EXTRACT:
# Reindeer/Wolf



## Spyder (Aug 16, 2008)

*This prop was for a FLHaunters M&T. It was inspired by someone with the name of MONGER. I have no video yet but his head just moves from side to side. Hope ya like him.*


----------



## Merlin (The Quiet One) (Feb 23, 2006)

He looks great! Did you use a wolf form for the head or a mask? BTW, nice lookin guy with him!


----------



## Spyder (Aug 16, 2008)

I used a mask, and that is marshall my cemetery security holding him! LOL


----------



## Front Yard Fright (Dec 23, 2005)

That is so friggin sweet!
Amazing job!
Where did you get the mask for the dog and the guy???

Looks fantastic!
Great job!
.


----------



## spideranne (Jul 17, 2006)

Awesome job. Looks great.


----------



## Silent Requiem (Feb 17, 2008)

fantastic! very The Howling


----------



## BlinkyTheHouse Elf (Apr 2, 2007)

sweeeet looks real


----------



## Scary Godmother (Oct 13, 2007)

That Wolf/Dog is so cool! He looks almost real. A dark night, a little fog, and a growling soundtrack, that would scare the crap out of me!:devil:


----------



## Spooky1 (Aug 25, 2008)

Spider can you post a How-To for the wolf. He looks great.


----------



## Bloodhound (Oct 16, 2007)

Spider, Nice job!! That is going to be very scary on Halloween night.


----------



## Holyhabanero (Aug 9, 2007)

Great job Spider. Your demon hound from Hades is terrifying. Great work.


----------



## Mobile Mayhem (Jul 4, 2007)

Nice work! I have 2 reindeer and I wanted to make a dog for my gravedigger, now I have some inspiration!!


----------



## Lady Nyxie (Aug 30, 2006)

Cute puppy. Can I give him a cookie? Me likey him.


----------



## SpookySam (Mar 27, 2007)

Seeing that thing in the dark and hearing a low growl will spook anybody! Great job.


----------



## Spyder (Aug 16, 2008)

*Thanks for the compliments everyone. I will be posting a how to soon. Both masks where purchased from Jekyll and Hyde Some of her stuff can be found on E-bay.*


----------



## cerinad (Jun 23, 2008)

AWESOME!! That think is great. Truly amazing! Boy you have been really busy lately!


----------



## octoberist (Apr 3, 2007)

> This prop was for a FLHaunters M&T. It was inspired by someone with the name of MONGER. I have no video yet but his head just moves from side to side. Hope ya like


Very nice wolf. Here's a pic of the reindeer-based devil dog I made. I went for a mangy wrinkled skin look and added some LED eyes. Oh, he also wags his tail.


----------



## Spyder (Aug 16, 2008)

STORED DATA:
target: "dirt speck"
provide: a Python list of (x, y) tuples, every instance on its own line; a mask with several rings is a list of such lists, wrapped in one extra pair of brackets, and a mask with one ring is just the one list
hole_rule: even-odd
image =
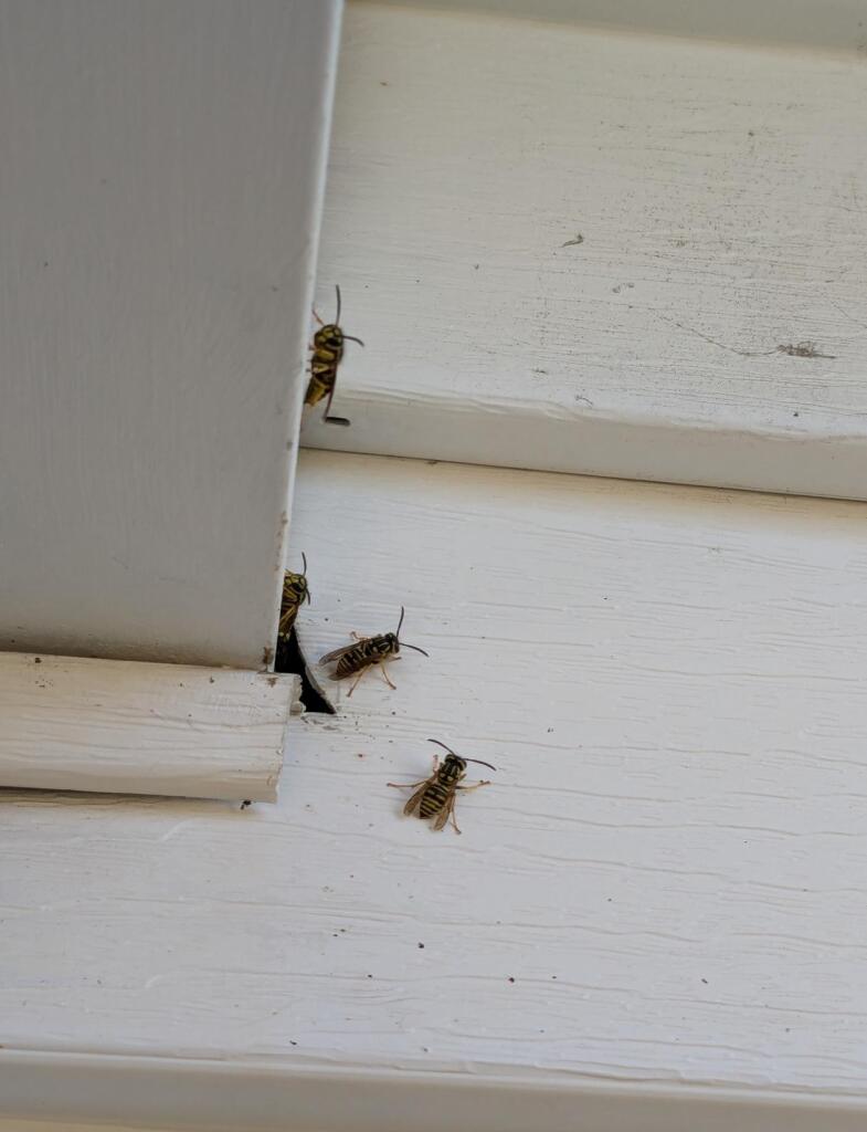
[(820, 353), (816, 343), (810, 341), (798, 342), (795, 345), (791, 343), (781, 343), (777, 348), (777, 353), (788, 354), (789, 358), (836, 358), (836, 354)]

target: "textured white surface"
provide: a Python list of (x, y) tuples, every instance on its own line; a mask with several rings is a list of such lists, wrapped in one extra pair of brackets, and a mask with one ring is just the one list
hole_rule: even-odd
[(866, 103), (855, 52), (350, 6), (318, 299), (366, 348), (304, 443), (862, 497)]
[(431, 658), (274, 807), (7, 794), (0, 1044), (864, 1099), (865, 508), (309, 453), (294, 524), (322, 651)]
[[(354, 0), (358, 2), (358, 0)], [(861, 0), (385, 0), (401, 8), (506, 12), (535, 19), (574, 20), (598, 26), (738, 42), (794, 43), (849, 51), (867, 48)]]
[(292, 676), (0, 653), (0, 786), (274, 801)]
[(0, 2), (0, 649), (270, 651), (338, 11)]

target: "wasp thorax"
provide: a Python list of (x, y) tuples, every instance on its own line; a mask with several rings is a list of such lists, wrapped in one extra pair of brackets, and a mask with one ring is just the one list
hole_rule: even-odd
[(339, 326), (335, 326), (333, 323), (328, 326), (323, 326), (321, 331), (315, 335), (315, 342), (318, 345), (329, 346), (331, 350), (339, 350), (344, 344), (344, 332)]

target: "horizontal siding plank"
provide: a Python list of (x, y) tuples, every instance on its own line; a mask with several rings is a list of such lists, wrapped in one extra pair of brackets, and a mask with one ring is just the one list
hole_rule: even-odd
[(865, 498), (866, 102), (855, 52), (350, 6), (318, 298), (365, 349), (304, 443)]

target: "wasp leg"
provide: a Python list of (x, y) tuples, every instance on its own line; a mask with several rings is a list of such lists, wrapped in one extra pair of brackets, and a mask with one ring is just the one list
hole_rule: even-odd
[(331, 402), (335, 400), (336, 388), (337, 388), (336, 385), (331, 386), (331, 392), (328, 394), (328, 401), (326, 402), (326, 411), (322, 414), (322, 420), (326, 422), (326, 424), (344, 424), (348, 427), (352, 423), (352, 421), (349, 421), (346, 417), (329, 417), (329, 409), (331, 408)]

GIVEN REQUEST A:
In the forum thread, list every username whose post header shows a date in 2007, each with that date.
GIVEN REQUEST B:
Rewrite the rows from their first line through the line containing "358), (836, 354)]", with "dirt speck" replaced by "dust particle" and nothing else altered. Omit the picture.
The forum thread and the rows are independent of each other.

REPLY A:
BlinkyTheHouse Elf (Apr 2, 2007)
Scary Godmother (Oct 13, 2007)
Bloodhound (Oct 16, 2007)
Holyhabanero (Aug 9, 2007)
Mobile Mayhem (Jul 4, 2007)
SpookySam (Mar 27, 2007)
octoberist (Apr 3, 2007)

REPLY B:
target: "dust particle"
provide: a Python list of (x, y) tuples, every instance on its own line; a mask with several rings is a list of such lists, wrapped in one extra pair of brackets, and a mask with one ring is just the one list
hole_rule: even-odd
image =
[(820, 353), (816, 343), (810, 341), (798, 342), (795, 345), (791, 343), (781, 343), (777, 348), (777, 353), (788, 354), (789, 358), (836, 358), (836, 354)]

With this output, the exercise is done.